TEXT BLOCK section start

On Monday morning, the Dow Jones Industrials (DJINDICES:^DJI) stayed within a narrow range, initially losing about 50 points but clawing back most of that loss within the first hour of the trading day. As of 11 a.m. EDT, the Dow was down just eight points. Although a few stragglers remain to report first-quarter earnings and economic data reports still have the power to move the Dow, most of investors' attention today went to the mergers and acquisitions arena, where pharma stocks did well even as telecoms lagged following the announcement of a big merger in that arena. Pfizer (NYSE:PFE) shareholders celebrated what appears to be the end of its buyout bid for AstraZeneca, while Merck (NYSE:MRK) climbed in the aftermath of its sale of its consumer-products division to Bayer.

Pfizer jumped 1.5% after the drug giant made what it called its final bid for its British counterpart, which was promptly rejected. Ordinarily, given shareholders' positive reception to the news of the original merger bid, you wouldn't expect Pfizer stock to climb after what appears to be the end of the drugmaker's efforts to boost growth, earn cost savings, and make a highly advantageous tax-home move across the Atlantic. But this morning's advance in the share price shows that Pfizer shareholders believe the bidding was getting too high, and investors are breathing a collective sigh of relief in the hopes that Pfizer will maintain its discipline and not try to pay an even higher price tag than the last $117 billion offer. Strategically, the rejections might be a setback for Pfizer, but the drug company still has solid long-term prospects and a healthy cash hoard to use for other acquisition ideas if it wants.

Mrk Vaccine

Source: Merck.

Meanwhile, Merck gained 0.6% as investors begin to look at the possibilities that will emerge from the sale of its consumer-care segment to Bayer. Most investors have focused on the $14 billion in cash that will change hands as a result of the deal, as well as the cost savings and profit boost that Merck could enjoy from divesting the division in order to focus more on its core pharmaceutical business. But in addition to the change of hands for consumer care, the agreement between Bayer and Merck also calls for collaboration on developing drug prospects in the cardiovascular space together. With Merck facing intense competition in other hot areas of the drug market, such as hepatitis C treatments, the possibility of improving its standing in the cardiovascular realm is attractive. Investors hope the company will succeed in getting cash and pipeline enhancement from the deal, and there's every reason to be optimistic that Merck could look much better in the near future as an investment prospect.

TEXT BLOCK section end
ENTRIES SUPPLIED section start

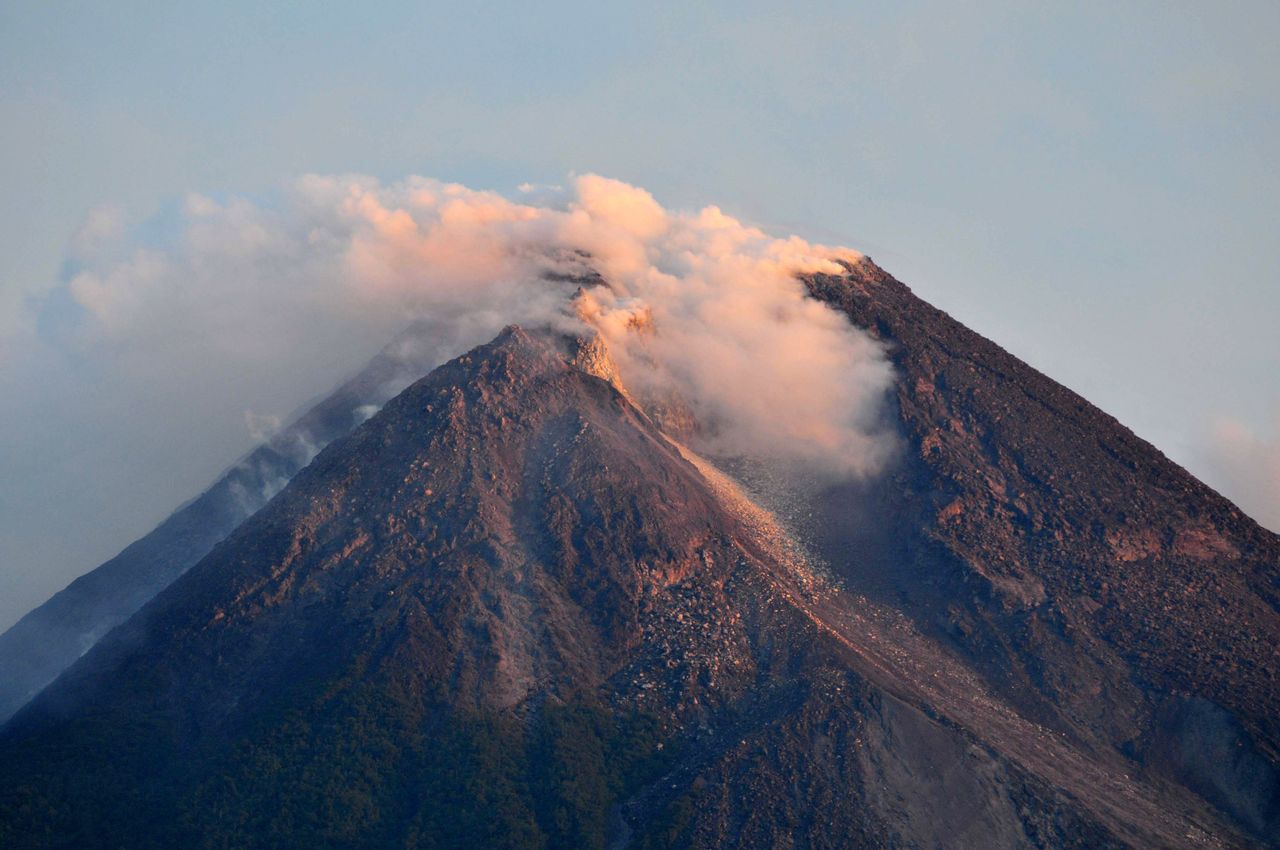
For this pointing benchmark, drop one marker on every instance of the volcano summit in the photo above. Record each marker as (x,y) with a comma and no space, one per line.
(565,590)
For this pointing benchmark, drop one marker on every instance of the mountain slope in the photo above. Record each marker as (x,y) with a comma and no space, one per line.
(45,641)
(510,612)
(1097,585)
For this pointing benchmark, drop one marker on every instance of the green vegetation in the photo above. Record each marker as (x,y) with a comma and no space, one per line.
(364,766)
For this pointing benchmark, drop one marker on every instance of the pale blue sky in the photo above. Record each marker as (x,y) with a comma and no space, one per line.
(1093,187)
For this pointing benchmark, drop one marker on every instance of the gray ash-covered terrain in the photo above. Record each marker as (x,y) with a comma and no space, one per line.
(45,643)
(510,611)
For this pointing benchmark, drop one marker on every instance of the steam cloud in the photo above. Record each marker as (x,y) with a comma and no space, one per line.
(1246,465)
(694,305)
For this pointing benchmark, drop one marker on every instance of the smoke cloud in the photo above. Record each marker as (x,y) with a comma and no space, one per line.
(1246,465)
(178,342)
(693,305)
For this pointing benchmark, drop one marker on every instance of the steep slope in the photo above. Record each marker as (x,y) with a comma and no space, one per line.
(1092,581)
(508,612)
(45,641)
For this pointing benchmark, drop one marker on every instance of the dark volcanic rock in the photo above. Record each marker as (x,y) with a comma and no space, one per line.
(45,641)
(508,611)
(1093,581)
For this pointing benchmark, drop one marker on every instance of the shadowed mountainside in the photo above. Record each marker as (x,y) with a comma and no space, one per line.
(48,639)
(510,612)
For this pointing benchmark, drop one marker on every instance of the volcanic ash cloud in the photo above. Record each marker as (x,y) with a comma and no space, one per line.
(695,306)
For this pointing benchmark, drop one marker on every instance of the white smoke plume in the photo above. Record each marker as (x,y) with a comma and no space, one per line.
(1244,464)
(726,324)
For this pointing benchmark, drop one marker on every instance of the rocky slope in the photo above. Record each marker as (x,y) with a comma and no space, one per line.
(1092,581)
(508,611)
(45,641)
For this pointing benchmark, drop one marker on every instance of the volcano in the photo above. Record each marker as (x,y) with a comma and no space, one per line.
(517,608)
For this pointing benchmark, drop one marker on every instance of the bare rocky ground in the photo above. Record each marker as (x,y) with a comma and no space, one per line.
(510,611)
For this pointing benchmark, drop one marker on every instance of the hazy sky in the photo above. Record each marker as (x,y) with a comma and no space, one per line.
(1095,188)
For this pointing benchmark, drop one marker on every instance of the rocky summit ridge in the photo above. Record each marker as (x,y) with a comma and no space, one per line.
(512,609)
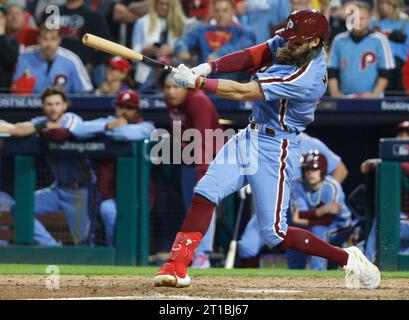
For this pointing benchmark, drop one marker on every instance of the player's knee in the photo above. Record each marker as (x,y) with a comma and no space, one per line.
(247,249)
(271,239)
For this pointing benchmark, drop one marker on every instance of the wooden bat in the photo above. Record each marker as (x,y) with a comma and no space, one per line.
(116,49)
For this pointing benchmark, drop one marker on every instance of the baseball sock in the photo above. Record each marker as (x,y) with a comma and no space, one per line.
(305,242)
(199,216)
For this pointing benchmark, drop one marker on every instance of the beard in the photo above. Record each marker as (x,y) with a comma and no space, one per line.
(285,55)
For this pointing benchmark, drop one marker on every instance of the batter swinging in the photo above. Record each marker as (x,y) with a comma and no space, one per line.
(285,96)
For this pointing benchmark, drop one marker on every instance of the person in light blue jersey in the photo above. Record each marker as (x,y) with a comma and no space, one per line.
(289,81)
(251,242)
(73,176)
(360,61)
(391,20)
(126,125)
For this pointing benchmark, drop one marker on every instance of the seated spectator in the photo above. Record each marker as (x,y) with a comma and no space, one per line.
(47,64)
(155,35)
(368,167)
(264,15)
(126,125)
(251,242)
(214,41)
(360,61)
(8,54)
(117,77)
(25,35)
(393,23)
(76,19)
(318,203)
(73,176)
(118,15)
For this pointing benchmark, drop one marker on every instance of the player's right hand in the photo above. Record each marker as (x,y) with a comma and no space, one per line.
(202,70)
(333,208)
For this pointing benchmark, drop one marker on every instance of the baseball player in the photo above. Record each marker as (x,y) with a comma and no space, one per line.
(251,241)
(126,125)
(69,192)
(318,203)
(182,105)
(266,153)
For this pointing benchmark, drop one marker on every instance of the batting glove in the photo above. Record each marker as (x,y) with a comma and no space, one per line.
(184,77)
(203,69)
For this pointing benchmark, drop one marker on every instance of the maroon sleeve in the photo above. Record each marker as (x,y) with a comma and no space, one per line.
(249,59)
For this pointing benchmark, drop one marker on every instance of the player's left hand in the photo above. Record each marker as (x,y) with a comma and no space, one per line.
(184,77)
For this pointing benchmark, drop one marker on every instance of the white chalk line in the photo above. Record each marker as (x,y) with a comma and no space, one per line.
(265,291)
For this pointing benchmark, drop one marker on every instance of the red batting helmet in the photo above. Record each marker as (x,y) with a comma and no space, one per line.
(402,126)
(128,98)
(304,25)
(314,160)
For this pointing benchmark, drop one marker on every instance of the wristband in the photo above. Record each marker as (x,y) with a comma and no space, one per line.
(209,85)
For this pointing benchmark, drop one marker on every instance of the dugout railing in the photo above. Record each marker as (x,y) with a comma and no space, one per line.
(389,201)
(132,225)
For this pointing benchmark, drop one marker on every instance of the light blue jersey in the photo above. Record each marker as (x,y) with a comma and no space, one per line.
(69,192)
(386,26)
(129,132)
(291,93)
(310,143)
(66,70)
(65,170)
(359,63)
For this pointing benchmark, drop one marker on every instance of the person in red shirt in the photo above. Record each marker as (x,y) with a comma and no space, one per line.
(24,34)
(183,105)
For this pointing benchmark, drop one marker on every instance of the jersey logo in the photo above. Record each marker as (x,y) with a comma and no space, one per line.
(216,39)
(324,80)
(368,58)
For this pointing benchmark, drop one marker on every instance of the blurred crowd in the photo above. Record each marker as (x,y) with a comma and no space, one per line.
(40,41)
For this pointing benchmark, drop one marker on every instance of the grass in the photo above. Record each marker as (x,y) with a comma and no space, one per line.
(38,269)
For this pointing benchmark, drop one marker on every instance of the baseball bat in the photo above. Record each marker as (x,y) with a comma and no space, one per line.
(116,49)
(229,264)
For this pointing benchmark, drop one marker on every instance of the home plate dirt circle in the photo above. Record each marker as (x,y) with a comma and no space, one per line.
(203,287)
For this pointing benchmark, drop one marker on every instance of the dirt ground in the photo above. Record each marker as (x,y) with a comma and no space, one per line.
(203,287)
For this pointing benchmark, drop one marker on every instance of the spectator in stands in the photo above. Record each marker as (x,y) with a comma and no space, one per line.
(117,77)
(360,61)
(126,125)
(213,41)
(393,23)
(25,35)
(368,167)
(182,105)
(76,19)
(154,35)
(118,15)
(262,16)
(8,54)
(73,176)
(48,64)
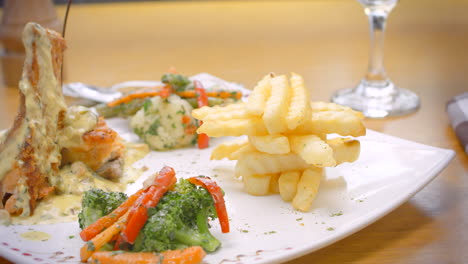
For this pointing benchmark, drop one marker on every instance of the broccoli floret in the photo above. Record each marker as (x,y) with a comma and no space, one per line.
(97,203)
(179,220)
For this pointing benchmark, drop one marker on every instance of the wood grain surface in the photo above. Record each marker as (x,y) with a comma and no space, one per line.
(326,42)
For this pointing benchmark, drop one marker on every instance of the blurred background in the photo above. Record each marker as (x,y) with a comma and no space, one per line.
(327,42)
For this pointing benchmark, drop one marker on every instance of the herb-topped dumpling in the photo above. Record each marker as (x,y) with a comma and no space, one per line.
(165,123)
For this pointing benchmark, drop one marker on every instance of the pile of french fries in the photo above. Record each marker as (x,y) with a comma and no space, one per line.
(286,148)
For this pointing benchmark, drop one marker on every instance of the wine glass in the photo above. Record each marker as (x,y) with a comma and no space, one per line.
(376,95)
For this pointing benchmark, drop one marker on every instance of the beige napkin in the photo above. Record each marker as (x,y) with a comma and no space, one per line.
(457,109)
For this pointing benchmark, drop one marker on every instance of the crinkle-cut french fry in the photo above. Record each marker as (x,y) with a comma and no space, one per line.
(274,188)
(345,149)
(257,184)
(276,108)
(259,96)
(226,149)
(299,105)
(247,148)
(262,163)
(287,184)
(325,106)
(313,150)
(307,189)
(327,122)
(206,111)
(234,127)
(271,144)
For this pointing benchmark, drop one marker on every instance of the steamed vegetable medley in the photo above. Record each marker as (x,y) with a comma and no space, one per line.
(161,116)
(165,217)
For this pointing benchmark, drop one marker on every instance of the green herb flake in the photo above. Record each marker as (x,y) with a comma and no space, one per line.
(337,214)
(153,129)
(117,252)
(90,245)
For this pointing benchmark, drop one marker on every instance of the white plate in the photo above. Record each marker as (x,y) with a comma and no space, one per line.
(266,229)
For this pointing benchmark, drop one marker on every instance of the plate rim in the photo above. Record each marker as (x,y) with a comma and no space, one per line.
(446,156)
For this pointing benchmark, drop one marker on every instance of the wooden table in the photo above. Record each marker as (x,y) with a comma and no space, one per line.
(325,41)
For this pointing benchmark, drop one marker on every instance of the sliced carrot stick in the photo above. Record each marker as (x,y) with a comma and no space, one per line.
(137,219)
(191,255)
(131,97)
(217,194)
(165,93)
(203,140)
(102,238)
(107,220)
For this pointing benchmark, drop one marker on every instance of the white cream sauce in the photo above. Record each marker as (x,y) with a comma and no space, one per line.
(76,179)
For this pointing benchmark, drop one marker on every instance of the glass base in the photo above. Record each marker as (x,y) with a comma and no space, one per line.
(378,99)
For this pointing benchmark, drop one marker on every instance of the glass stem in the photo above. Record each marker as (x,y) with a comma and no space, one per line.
(377,21)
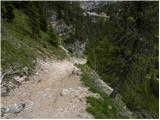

ENTRIES SUPPLIED section end

_ACTIVITY_
According to the stock market report, how much cash is changing hands in Merck's sale of its consumer-care segment to Bayer?

_TASK OUTPUT_
$14 billion.